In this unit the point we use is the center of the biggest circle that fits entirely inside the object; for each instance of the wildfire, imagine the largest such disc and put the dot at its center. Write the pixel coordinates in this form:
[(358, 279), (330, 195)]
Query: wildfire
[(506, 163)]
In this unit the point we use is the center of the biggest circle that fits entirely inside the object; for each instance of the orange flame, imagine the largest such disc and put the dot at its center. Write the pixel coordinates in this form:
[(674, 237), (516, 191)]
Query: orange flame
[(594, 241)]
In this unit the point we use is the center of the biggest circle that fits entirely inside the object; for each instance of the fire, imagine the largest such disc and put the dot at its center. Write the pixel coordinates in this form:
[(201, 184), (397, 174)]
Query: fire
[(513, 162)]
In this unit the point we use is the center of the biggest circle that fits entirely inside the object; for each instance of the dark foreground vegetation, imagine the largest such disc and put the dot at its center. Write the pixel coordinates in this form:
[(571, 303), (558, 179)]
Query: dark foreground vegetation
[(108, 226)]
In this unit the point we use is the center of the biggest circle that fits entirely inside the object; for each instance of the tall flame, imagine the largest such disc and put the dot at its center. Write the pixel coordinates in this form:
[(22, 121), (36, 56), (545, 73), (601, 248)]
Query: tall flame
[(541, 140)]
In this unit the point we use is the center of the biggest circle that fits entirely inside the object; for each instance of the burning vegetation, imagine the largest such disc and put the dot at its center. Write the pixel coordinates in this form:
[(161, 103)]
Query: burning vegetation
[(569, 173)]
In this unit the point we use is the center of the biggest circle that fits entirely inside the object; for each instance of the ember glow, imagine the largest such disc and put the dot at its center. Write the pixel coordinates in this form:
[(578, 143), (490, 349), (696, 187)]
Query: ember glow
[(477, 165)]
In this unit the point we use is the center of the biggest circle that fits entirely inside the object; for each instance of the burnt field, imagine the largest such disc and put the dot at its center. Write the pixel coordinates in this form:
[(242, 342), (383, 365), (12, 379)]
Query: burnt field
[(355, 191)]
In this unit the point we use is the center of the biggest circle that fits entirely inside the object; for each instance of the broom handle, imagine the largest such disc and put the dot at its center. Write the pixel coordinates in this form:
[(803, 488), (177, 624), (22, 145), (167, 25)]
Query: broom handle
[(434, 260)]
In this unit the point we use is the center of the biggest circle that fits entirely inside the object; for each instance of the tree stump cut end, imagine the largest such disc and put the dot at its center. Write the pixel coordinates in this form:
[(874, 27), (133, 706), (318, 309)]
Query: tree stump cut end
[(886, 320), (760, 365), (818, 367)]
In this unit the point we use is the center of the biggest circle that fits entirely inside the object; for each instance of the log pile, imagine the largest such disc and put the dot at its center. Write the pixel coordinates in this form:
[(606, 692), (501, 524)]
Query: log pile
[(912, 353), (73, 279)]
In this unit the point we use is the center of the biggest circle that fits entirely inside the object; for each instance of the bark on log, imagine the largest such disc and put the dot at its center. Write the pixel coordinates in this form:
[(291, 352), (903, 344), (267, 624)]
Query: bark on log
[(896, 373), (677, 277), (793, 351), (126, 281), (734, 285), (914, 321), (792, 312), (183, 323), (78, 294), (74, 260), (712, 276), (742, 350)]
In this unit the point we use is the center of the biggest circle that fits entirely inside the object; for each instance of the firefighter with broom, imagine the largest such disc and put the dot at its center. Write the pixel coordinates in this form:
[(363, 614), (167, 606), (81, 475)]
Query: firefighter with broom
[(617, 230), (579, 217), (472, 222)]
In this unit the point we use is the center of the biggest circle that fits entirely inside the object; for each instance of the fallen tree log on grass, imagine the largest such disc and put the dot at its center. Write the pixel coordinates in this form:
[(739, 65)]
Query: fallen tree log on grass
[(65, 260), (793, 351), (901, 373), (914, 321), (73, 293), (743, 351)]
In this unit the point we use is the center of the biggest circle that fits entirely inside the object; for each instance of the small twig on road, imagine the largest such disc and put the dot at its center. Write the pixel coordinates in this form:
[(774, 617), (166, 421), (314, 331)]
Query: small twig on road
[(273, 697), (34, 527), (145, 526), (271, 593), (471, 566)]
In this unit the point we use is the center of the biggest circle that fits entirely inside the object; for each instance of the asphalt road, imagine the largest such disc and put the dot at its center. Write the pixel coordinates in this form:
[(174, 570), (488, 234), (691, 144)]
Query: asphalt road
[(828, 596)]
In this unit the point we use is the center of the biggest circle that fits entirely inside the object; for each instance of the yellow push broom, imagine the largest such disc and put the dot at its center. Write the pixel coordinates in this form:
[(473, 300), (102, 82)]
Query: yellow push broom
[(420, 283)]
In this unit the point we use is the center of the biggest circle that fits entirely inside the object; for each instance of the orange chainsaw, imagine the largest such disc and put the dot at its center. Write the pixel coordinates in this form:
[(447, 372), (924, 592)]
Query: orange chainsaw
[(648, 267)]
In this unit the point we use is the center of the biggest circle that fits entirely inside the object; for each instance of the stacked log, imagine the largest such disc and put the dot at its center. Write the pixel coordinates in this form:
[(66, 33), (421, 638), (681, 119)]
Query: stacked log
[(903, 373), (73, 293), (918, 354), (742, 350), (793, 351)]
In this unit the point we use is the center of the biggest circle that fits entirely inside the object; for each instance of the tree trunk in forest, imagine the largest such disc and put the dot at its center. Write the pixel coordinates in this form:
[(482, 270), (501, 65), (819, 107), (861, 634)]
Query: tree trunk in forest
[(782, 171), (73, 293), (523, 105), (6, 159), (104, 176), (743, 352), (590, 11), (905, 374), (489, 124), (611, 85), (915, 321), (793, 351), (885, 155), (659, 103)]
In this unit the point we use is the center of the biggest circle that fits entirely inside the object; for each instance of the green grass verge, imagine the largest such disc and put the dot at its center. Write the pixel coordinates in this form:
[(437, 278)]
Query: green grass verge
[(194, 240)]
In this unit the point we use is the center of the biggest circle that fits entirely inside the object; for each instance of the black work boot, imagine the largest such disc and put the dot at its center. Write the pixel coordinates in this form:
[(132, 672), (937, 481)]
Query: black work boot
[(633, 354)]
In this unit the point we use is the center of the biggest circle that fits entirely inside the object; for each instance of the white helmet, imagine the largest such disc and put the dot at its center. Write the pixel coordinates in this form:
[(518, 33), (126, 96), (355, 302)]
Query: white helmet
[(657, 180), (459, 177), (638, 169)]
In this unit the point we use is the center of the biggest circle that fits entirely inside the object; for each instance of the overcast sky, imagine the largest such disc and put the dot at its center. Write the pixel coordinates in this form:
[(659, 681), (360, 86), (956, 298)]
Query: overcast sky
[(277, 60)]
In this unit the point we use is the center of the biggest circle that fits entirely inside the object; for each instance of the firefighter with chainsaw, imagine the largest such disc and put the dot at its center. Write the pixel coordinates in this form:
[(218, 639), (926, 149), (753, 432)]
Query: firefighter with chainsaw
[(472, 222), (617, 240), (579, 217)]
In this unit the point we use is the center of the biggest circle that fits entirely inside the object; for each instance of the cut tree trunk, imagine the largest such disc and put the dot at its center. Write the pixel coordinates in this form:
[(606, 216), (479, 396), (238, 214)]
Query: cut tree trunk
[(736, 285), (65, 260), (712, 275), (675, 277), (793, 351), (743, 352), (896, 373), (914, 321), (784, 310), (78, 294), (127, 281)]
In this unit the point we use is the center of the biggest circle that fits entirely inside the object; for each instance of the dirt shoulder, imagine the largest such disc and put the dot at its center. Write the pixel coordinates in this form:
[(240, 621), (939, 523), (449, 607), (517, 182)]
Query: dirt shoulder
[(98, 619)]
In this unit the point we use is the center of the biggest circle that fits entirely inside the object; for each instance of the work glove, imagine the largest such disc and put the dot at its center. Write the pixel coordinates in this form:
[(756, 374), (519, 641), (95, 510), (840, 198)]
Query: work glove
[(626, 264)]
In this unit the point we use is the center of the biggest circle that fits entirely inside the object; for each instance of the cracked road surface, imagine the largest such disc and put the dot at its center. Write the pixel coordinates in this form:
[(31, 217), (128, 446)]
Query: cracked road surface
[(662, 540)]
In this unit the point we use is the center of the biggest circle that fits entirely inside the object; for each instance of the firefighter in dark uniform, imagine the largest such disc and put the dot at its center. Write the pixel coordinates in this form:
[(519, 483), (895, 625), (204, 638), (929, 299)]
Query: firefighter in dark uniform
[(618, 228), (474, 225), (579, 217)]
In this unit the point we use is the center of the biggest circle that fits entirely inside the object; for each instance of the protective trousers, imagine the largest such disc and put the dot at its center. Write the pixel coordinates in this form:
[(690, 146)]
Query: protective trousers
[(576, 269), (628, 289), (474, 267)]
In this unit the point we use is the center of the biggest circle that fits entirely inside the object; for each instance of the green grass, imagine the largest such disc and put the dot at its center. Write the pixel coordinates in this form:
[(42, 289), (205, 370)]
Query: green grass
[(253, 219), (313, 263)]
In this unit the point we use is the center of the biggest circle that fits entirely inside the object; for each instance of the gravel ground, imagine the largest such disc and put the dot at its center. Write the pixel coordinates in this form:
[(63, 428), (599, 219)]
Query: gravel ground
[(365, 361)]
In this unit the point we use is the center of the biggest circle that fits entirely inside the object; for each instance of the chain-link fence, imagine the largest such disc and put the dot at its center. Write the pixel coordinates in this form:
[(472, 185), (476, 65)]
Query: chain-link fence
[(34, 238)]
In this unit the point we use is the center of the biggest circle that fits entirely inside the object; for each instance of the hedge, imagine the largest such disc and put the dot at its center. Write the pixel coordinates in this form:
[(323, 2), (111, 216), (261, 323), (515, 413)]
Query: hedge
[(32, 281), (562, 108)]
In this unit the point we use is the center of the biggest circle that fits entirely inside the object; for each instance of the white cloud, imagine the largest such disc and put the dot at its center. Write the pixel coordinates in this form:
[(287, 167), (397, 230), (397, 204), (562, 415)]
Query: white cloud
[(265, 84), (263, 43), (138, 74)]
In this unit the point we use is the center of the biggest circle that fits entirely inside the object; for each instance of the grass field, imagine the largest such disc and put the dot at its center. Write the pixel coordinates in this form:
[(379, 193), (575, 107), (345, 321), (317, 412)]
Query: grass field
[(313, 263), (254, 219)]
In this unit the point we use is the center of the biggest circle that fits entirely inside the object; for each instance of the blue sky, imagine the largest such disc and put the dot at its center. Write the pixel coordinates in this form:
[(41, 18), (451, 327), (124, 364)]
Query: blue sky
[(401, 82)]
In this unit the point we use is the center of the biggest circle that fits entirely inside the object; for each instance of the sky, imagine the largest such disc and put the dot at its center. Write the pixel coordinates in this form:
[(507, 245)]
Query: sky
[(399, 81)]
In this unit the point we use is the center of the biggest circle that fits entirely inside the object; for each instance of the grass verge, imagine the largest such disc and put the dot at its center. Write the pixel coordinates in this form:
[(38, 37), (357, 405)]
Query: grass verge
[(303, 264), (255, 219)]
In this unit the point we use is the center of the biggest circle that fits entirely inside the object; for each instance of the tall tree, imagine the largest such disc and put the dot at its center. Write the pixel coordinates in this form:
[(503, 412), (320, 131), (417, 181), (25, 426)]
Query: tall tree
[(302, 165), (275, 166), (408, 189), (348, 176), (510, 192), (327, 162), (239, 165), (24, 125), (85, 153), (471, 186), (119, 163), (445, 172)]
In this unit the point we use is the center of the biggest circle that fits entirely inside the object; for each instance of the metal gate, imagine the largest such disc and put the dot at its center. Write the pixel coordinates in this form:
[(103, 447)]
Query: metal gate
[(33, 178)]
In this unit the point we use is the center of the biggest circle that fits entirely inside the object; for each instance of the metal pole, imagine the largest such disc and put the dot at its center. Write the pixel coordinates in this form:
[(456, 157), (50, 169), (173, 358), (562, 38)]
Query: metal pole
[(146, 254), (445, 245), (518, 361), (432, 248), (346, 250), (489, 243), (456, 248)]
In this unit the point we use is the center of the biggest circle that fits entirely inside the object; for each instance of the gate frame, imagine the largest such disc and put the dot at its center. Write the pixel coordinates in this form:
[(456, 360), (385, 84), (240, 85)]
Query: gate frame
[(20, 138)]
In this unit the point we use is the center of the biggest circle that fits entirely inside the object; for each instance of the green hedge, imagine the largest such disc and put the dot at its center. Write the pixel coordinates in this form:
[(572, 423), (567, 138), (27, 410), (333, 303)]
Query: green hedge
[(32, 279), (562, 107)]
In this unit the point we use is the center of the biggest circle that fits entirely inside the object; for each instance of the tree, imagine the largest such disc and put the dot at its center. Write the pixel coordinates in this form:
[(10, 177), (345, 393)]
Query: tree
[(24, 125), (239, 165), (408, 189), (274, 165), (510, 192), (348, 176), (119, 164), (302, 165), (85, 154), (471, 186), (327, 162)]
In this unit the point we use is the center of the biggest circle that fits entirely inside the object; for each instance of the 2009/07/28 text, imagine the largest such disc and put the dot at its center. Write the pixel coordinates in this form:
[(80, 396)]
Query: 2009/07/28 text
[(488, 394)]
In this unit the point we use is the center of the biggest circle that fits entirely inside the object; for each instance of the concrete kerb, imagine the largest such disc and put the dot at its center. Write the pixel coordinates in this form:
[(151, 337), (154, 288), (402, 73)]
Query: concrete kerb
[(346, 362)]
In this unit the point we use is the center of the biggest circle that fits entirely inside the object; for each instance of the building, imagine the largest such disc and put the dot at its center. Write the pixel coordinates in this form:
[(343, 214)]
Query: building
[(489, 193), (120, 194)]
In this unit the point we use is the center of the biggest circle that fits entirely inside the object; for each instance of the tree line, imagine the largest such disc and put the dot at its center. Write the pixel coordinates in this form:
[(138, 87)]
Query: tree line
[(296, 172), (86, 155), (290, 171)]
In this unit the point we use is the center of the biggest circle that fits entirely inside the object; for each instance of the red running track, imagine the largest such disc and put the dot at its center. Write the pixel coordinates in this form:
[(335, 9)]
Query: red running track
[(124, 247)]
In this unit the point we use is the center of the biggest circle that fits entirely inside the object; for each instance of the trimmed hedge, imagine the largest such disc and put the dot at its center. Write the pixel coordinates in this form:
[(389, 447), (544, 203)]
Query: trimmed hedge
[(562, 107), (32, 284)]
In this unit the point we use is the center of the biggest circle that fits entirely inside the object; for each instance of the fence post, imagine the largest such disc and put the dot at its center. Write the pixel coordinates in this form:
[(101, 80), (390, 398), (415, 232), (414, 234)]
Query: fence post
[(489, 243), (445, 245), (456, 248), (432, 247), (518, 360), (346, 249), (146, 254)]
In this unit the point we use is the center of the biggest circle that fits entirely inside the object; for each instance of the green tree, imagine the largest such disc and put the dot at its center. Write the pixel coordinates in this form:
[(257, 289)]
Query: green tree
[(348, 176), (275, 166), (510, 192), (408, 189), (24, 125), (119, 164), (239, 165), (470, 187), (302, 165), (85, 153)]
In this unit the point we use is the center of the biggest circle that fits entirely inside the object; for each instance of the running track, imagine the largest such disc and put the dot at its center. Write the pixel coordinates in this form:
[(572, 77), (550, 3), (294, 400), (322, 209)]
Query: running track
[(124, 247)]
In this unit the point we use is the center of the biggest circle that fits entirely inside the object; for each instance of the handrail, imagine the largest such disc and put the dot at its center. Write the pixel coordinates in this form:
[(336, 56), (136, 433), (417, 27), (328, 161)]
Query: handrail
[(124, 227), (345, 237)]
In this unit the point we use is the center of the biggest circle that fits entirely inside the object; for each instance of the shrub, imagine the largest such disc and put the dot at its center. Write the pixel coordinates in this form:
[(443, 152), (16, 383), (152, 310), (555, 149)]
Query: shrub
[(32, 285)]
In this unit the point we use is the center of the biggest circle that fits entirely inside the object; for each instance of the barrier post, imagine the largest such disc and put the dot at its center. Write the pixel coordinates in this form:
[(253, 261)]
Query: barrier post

━━━━━━━━

Return, word for word, the lines of the data above from the line with "Query: bark on log" through the line with "[(363, 614), (167, 606), (81, 475)]", inclusive.

Solution for this problem:
Query: bark on log
[(896, 373), (677, 277), (793, 351), (126, 281), (734, 285), (914, 321), (792, 312), (183, 323), (78, 294), (74, 260), (712, 276), (742, 350)]
In this unit the point we use is the center of the biggest circle that fits entirely inside the object; for each instance of the firefighter with broom, imagine the largest such disc and put the dot at its center. Write the pixel coordinates in this form:
[(363, 614), (167, 606), (81, 475)]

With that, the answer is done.